_EXERCISE TASK:_ Retype exactly the lines from the line with "point: arched louvered" to the end of the data, keeping both boundary lines.

_DATA PROVIDED:_

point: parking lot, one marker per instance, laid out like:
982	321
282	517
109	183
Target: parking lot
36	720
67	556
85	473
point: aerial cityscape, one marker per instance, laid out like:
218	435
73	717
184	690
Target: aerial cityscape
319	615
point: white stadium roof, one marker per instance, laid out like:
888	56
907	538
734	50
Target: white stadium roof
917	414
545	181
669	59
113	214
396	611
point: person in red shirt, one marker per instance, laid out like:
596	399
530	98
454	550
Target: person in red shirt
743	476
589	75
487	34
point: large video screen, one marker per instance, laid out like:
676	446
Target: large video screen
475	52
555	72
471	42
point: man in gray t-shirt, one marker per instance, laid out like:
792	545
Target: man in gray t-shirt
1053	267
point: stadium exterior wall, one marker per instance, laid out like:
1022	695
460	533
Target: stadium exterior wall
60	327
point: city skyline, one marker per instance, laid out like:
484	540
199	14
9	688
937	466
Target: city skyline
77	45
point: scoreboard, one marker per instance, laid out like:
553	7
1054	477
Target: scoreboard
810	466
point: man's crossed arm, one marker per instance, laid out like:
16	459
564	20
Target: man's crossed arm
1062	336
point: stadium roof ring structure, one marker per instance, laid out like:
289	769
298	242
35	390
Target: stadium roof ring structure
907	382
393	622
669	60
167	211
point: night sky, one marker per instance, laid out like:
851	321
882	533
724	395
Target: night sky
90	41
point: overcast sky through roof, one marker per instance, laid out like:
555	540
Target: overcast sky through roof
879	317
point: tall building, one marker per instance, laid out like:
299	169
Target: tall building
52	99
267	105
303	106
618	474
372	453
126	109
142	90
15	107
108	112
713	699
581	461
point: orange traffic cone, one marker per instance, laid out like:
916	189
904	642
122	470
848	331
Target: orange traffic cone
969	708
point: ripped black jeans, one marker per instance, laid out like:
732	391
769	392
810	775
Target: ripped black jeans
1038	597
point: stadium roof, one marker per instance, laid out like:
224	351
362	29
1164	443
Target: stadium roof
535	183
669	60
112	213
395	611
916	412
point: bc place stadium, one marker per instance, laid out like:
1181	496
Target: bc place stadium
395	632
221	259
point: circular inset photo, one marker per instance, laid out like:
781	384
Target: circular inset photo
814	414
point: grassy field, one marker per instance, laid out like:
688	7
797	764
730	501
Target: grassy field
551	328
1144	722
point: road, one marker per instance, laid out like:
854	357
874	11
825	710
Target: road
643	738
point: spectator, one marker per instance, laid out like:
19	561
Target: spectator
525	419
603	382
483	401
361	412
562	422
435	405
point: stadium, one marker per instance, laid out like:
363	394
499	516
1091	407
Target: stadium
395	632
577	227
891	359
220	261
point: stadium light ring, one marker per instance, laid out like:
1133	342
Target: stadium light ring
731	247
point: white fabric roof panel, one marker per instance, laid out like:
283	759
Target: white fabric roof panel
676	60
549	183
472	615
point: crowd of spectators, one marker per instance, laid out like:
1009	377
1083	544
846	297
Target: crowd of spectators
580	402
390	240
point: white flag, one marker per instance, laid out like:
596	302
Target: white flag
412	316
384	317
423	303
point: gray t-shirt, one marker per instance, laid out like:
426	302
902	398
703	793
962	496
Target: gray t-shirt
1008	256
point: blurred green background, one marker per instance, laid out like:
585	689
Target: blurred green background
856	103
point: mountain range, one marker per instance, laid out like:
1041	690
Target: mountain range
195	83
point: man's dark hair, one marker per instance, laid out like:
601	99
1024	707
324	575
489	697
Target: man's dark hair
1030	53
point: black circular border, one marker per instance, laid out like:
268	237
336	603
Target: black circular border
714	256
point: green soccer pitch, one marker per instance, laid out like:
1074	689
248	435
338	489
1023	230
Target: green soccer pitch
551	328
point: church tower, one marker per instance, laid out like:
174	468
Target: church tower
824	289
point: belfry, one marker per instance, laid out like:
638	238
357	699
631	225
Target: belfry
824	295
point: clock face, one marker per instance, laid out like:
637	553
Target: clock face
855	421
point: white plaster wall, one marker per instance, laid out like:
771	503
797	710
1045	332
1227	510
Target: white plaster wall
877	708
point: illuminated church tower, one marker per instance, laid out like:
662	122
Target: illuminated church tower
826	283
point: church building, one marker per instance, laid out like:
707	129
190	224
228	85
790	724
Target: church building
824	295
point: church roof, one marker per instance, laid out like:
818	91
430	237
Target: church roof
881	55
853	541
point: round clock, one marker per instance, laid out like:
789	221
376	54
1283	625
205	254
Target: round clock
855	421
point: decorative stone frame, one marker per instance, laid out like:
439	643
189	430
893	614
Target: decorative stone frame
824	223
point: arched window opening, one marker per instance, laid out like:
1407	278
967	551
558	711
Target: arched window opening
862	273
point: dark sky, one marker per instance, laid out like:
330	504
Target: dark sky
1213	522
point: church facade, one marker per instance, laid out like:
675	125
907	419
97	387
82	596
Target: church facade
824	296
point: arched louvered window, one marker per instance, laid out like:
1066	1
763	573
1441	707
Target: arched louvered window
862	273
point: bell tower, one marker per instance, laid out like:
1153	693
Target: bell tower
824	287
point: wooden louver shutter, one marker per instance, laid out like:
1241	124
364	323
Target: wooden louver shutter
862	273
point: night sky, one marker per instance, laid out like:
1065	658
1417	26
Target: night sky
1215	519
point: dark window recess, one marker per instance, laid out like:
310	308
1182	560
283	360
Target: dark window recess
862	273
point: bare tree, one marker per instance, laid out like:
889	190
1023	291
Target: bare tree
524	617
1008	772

_RIGHT ANSWER:_
point: arched louvered window, one marker per instance, laid out like:
1066	1
763	573
1441	707
Target: arched louvered window
862	273
point: bell tower, one marker per instance, laid out like:
1153	693
Target: bell tower
824	287
point: wooden louver shutter, one marker per instance, laid out like:
1241	124
364	323
Target: wooden louver shutter
862	273
point: night sky, one marker per instance, laid out like:
1065	658
1417	26
Target: night sky
1215	519
point: dark window recess, one marker per instance, laid out like:
310	308
1182	560
283	360
Target: dark window recess
862	273
point: bare tree, one marker per instance, laid out like:
889	190
1023	291
Target: bare tree
524	617
1008	772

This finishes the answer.